# [WHAT YOU WILL DO]
Reproduce verbatim the lines in the items below, from the line containing "leg in the photo above." through the final line of the items, with both ends included.
##### EXTRACTED RECORDS
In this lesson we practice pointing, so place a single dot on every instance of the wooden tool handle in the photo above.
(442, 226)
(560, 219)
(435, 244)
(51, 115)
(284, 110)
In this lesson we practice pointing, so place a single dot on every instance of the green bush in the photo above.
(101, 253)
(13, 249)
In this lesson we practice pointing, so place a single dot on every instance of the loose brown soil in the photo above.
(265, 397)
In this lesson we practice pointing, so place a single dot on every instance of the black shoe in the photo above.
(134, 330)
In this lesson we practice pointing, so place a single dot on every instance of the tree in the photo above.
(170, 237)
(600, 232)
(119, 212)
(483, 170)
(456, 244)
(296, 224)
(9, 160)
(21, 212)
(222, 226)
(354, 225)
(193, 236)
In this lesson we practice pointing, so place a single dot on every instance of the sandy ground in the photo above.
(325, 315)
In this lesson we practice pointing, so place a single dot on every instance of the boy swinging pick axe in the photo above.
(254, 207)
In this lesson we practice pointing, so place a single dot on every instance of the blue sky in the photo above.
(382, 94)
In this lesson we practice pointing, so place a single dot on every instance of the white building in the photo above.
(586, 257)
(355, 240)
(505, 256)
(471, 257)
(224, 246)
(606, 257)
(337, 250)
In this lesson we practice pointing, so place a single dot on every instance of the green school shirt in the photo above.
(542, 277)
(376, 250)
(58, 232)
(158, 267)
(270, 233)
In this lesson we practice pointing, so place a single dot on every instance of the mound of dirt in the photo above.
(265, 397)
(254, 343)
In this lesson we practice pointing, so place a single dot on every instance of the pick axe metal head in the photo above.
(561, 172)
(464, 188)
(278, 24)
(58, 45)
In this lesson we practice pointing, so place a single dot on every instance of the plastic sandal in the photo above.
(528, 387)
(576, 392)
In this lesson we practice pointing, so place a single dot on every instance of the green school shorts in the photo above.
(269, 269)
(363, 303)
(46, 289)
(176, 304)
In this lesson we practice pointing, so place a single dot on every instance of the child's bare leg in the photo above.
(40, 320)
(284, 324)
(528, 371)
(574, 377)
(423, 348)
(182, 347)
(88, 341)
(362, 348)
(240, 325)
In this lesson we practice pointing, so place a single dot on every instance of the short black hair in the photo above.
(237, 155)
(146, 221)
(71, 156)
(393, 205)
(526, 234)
##########
# [TASK SOLUTION]
In this lesson we practice pointing, so place a single dot on every instance of the child's bare leg in the photo above.
(40, 320)
(284, 324)
(528, 371)
(574, 377)
(423, 348)
(182, 347)
(88, 341)
(362, 348)
(240, 325)
In this lesson we practice pointing, so place a single dot on every instance of the short black hair in the photo above.
(237, 155)
(146, 221)
(71, 156)
(393, 205)
(526, 234)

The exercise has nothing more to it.